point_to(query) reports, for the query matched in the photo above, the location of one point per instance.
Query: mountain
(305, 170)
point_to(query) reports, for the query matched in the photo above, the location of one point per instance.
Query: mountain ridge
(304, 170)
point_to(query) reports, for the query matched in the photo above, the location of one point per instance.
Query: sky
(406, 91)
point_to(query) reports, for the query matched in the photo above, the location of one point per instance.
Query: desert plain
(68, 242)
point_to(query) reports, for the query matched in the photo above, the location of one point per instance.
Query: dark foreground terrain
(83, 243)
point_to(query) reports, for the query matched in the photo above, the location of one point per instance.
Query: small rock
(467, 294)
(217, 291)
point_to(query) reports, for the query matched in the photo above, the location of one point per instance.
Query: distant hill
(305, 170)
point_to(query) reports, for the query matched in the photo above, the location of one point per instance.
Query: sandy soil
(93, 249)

------------

• ACTIVITY
Repeat the material above precisely.

• EXPECTED ANSWER
point_to(query) reports, for the query matched in the photo above, the location of one point per instance.
Query: mountain
(305, 170)
point_to(query) reports, for the query matched in the photo above, the location of one point per instance.
Query: mountain ridge
(304, 170)
point_to(query) reports, for the query matched in the photo above, the location of one point per instance.
Query: sky
(406, 91)
point_to(query) reports, for the query matched in the photo above, the location of one point per instance.
Query: desert plain
(68, 242)
point_to(query) reports, for the query matched in the photo above, the location of one point per instance.
Query: dark foreground terrain
(83, 243)
point_to(query) reports, for the query matched in the photo above, the location of one point per instance.
Query: small rock
(467, 294)
(217, 291)
point_to(query) reports, for the query matched in the photo above, the location of one point per instance.
Query: distant hill
(305, 170)
point_to(query) reports, for the query matched in the photo above, the location of one point per instance.
Query: sandy soil
(93, 249)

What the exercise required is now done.